Data for the task:
※ ※ ※
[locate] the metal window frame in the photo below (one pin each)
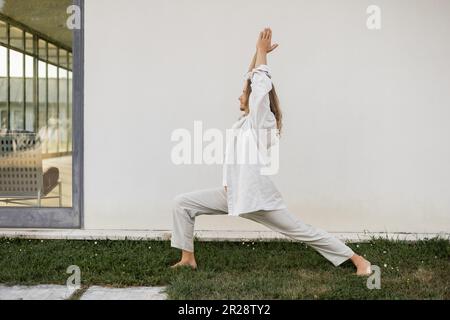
(61, 218)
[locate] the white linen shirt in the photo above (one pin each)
(248, 189)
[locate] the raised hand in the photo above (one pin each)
(264, 43)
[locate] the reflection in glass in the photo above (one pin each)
(3, 90)
(35, 105)
(42, 49)
(52, 119)
(52, 53)
(3, 33)
(29, 94)
(63, 110)
(16, 87)
(16, 38)
(69, 123)
(29, 42)
(42, 97)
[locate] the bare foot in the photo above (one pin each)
(182, 263)
(363, 267)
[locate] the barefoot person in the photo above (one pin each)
(246, 192)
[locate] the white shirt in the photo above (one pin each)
(248, 189)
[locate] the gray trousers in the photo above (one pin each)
(188, 206)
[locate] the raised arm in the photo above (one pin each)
(261, 82)
(260, 56)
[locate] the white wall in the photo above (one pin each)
(366, 140)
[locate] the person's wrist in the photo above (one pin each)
(261, 51)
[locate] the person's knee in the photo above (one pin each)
(179, 201)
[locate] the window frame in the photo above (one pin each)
(59, 217)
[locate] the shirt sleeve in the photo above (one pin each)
(259, 102)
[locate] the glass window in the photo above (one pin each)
(63, 58)
(3, 89)
(36, 97)
(42, 48)
(69, 129)
(52, 116)
(29, 94)
(3, 33)
(29, 45)
(70, 62)
(42, 96)
(52, 53)
(16, 84)
(63, 112)
(16, 37)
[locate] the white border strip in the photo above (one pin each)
(164, 235)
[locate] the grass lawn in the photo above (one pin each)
(230, 270)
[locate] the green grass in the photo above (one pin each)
(230, 270)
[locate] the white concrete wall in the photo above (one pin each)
(367, 113)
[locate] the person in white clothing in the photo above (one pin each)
(247, 190)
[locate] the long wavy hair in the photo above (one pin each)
(274, 104)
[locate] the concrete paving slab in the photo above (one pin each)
(42, 292)
(135, 293)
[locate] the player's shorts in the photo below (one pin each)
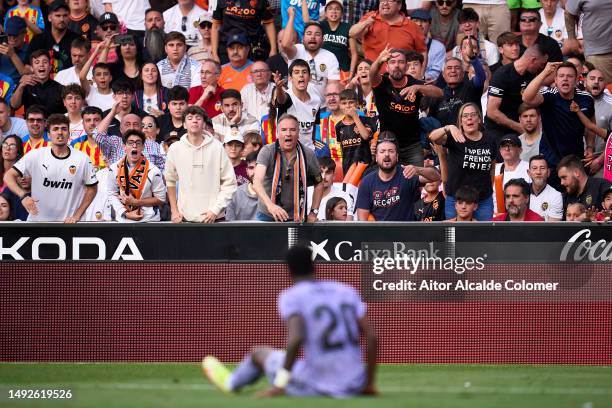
(526, 4)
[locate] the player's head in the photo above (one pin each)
(299, 261)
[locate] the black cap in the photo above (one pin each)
(58, 4)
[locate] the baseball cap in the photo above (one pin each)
(512, 138)
(109, 18)
(15, 26)
(420, 14)
(237, 37)
(58, 4)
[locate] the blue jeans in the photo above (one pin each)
(483, 213)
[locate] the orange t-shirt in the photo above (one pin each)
(232, 78)
(405, 35)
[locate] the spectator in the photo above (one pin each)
(203, 50)
(38, 88)
(398, 97)
(298, 101)
(249, 18)
(178, 68)
(388, 27)
(73, 97)
(544, 200)
(436, 51)
(509, 47)
(79, 50)
(234, 121)
(431, 206)
(63, 180)
(469, 26)
(135, 185)
(208, 94)
(278, 166)
(553, 21)
(81, 22)
(37, 136)
(466, 204)
(331, 190)
(336, 209)
(257, 95)
(390, 193)
(563, 133)
(182, 18)
(445, 22)
(200, 166)
(516, 195)
(323, 64)
(234, 145)
(11, 125)
(31, 15)
(505, 91)
(530, 24)
(578, 186)
(152, 97)
(470, 160)
(494, 16)
(529, 118)
(171, 123)
(243, 206)
(55, 40)
(353, 132)
(459, 90)
(597, 32)
(14, 52)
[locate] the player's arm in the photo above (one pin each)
(371, 353)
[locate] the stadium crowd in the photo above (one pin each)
(219, 110)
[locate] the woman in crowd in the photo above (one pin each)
(470, 160)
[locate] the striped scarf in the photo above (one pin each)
(299, 183)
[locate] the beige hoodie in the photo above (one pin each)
(204, 174)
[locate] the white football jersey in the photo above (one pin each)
(58, 184)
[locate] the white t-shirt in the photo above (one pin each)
(323, 67)
(556, 30)
(549, 203)
(69, 76)
(174, 22)
(342, 190)
(130, 12)
(57, 184)
(95, 98)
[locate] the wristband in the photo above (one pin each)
(282, 378)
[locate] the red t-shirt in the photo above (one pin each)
(529, 216)
(212, 105)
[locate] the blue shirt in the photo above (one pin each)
(391, 200)
(563, 133)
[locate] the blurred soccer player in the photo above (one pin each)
(324, 317)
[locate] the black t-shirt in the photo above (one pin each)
(337, 43)
(354, 147)
(508, 85)
(245, 16)
(60, 52)
(399, 115)
(551, 46)
(470, 164)
(592, 196)
(446, 109)
(430, 211)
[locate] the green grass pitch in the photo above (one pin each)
(182, 385)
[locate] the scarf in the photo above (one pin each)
(135, 180)
(299, 182)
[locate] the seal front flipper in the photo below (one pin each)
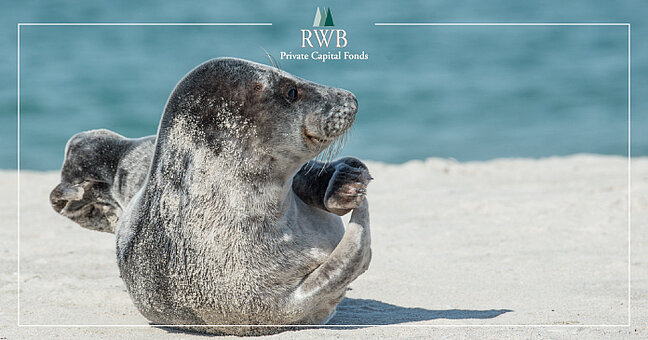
(102, 170)
(337, 187)
(327, 284)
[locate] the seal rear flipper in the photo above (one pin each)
(88, 203)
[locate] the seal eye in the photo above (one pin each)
(292, 94)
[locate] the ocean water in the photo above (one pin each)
(462, 92)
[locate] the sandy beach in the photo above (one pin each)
(508, 242)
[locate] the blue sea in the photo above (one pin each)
(462, 92)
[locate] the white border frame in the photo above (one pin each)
(19, 25)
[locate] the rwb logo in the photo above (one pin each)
(323, 18)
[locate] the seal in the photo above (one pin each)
(233, 223)
(101, 172)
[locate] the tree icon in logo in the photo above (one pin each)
(323, 17)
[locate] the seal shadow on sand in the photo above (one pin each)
(362, 313)
(372, 312)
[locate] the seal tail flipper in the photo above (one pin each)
(83, 204)
(101, 172)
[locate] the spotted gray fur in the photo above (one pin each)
(231, 224)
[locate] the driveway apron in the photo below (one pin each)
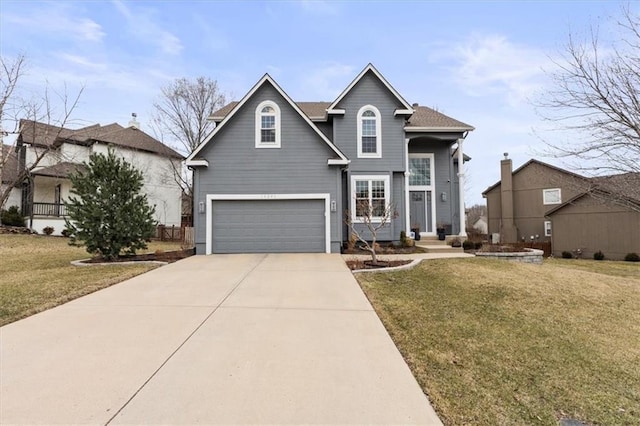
(222, 339)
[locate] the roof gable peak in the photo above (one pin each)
(407, 108)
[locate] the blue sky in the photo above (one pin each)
(479, 62)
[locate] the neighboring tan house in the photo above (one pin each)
(279, 176)
(575, 213)
(517, 204)
(598, 220)
(43, 192)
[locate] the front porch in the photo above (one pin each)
(433, 197)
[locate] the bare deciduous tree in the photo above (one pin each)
(596, 98)
(36, 116)
(374, 220)
(181, 117)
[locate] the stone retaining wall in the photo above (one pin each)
(527, 256)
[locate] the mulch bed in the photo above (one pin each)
(161, 256)
(366, 264)
(386, 250)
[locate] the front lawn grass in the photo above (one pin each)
(35, 274)
(500, 343)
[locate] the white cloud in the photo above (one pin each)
(487, 65)
(144, 29)
(319, 7)
(58, 20)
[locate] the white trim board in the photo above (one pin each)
(266, 197)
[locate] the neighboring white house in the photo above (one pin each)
(42, 194)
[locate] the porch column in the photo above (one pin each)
(463, 227)
(407, 217)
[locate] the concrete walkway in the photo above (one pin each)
(208, 340)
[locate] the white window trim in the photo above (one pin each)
(387, 195)
(550, 190)
(432, 172)
(378, 153)
(211, 198)
(259, 143)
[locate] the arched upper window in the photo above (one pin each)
(369, 132)
(268, 125)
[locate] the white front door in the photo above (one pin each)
(422, 181)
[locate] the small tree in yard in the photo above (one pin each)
(107, 213)
(374, 218)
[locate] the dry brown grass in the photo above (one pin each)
(35, 274)
(493, 342)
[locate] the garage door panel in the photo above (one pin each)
(268, 226)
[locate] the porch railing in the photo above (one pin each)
(49, 209)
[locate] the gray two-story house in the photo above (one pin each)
(277, 175)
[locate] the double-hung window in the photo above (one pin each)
(268, 125)
(369, 132)
(551, 196)
(370, 197)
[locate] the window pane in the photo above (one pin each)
(268, 122)
(368, 127)
(268, 135)
(419, 171)
(369, 144)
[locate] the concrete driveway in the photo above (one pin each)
(273, 339)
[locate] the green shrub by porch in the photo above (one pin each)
(107, 212)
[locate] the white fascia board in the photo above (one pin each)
(338, 162)
(197, 163)
(438, 129)
(384, 81)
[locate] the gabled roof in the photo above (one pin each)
(370, 68)
(41, 134)
(191, 161)
(599, 193)
(60, 170)
(8, 170)
(534, 161)
(316, 111)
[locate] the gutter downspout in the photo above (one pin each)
(463, 230)
(407, 218)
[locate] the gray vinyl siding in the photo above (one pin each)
(446, 180)
(370, 91)
(237, 167)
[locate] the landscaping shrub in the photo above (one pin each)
(632, 257)
(108, 213)
(12, 217)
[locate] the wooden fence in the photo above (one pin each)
(182, 234)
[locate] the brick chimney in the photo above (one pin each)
(508, 230)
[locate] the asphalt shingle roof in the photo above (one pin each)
(42, 134)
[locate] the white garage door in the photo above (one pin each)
(268, 226)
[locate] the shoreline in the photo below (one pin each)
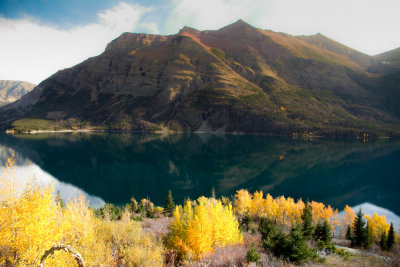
(294, 135)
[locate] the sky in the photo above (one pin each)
(40, 37)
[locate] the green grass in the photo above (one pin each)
(27, 125)
(33, 124)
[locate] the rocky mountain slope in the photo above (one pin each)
(236, 79)
(11, 91)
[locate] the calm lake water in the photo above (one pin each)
(112, 167)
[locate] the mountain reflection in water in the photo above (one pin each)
(113, 167)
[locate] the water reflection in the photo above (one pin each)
(115, 166)
(24, 170)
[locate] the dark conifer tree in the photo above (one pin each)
(307, 227)
(349, 235)
(391, 237)
(383, 242)
(359, 230)
(369, 237)
(59, 200)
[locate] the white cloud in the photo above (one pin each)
(367, 25)
(31, 51)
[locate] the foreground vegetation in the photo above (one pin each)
(208, 231)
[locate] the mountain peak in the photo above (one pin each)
(239, 23)
(239, 26)
(188, 30)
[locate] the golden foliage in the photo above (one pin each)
(201, 226)
(378, 225)
(31, 222)
(283, 210)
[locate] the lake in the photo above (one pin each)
(111, 167)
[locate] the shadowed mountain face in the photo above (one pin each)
(115, 166)
(11, 91)
(236, 79)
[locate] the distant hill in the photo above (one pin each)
(235, 79)
(11, 91)
(391, 57)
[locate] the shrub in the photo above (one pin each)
(293, 247)
(197, 229)
(252, 255)
(169, 204)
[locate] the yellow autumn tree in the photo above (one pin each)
(32, 222)
(199, 227)
(242, 201)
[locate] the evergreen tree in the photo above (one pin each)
(169, 205)
(306, 217)
(297, 249)
(326, 232)
(268, 232)
(359, 231)
(383, 242)
(391, 237)
(317, 231)
(323, 232)
(349, 235)
(369, 237)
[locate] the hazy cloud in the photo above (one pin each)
(31, 51)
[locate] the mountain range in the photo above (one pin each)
(11, 91)
(237, 79)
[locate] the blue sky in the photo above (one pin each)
(39, 37)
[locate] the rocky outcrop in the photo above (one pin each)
(11, 91)
(236, 79)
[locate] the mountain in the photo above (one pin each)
(391, 57)
(11, 91)
(235, 79)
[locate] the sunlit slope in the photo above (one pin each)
(236, 79)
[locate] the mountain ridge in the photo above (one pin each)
(11, 91)
(235, 79)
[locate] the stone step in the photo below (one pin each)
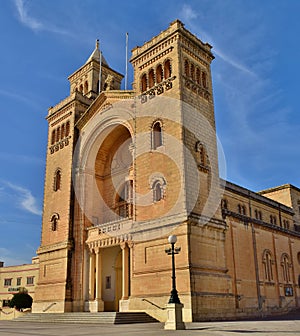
(92, 318)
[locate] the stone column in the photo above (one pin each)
(125, 270)
(98, 294)
(92, 276)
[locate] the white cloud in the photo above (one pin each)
(35, 24)
(188, 13)
(25, 18)
(25, 199)
(19, 97)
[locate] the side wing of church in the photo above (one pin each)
(127, 168)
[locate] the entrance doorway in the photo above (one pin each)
(112, 278)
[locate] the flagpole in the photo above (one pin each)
(126, 68)
(100, 69)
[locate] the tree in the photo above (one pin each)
(21, 301)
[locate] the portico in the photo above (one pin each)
(108, 286)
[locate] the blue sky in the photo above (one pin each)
(255, 80)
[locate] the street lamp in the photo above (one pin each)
(172, 251)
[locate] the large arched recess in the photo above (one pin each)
(114, 175)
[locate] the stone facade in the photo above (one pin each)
(127, 168)
(14, 278)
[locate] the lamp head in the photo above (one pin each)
(172, 239)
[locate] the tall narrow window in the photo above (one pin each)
(86, 87)
(285, 268)
(151, 78)
(57, 180)
(159, 74)
(144, 83)
(167, 69)
(192, 71)
(204, 80)
(53, 137)
(198, 75)
(186, 68)
(157, 191)
(156, 135)
(267, 261)
(57, 133)
(224, 204)
(62, 131)
(54, 222)
(124, 200)
(67, 128)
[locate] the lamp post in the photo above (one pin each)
(172, 251)
(174, 306)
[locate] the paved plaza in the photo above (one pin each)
(261, 328)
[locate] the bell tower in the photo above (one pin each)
(59, 249)
(87, 78)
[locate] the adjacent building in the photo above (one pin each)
(127, 168)
(14, 279)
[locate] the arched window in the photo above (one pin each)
(258, 214)
(157, 191)
(167, 69)
(192, 71)
(273, 219)
(198, 75)
(159, 74)
(224, 204)
(144, 83)
(54, 222)
(241, 209)
(204, 80)
(86, 87)
(286, 224)
(63, 131)
(67, 128)
(124, 200)
(53, 137)
(186, 68)
(285, 268)
(156, 135)
(267, 261)
(151, 78)
(200, 148)
(57, 180)
(57, 133)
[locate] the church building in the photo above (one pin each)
(126, 169)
※ ※ ※
What the exercise asks: Repeat exactly the lines from the line containing "[locate] the paved" through the end of the listing above; both boundary lines are part of the output.

Response:
[locate] the paved plaza in the photo above (one pin each)
(261, 328)
[locate] the bell tower in the photo above (one pin each)
(59, 249)
(87, 78)
[locate] the adjacent building in the photo above (one pin each)
(127, 168)
(14, 279)
[locate] the arched window in the photo above (one pin each)
(258, 214)
(157, 191)
(167, 69)
(192, 71)
(273, 219)
(198, 75)
(159, 74)
(224, 204)
(144, 83)
(54, 222)
(241, 209)
(204, 80)
(86, 87)
(286, 224)
(63, 131)
(67, 128)
(124, 200)
(53, 137)
(186, 68)
(285, 268)
(156, 135)
(267, 261)
(151, 78)
(200, 148)
(57, 180)
(57, 133)
[locate] the church building in the photo above (one pin each)
(126, 169)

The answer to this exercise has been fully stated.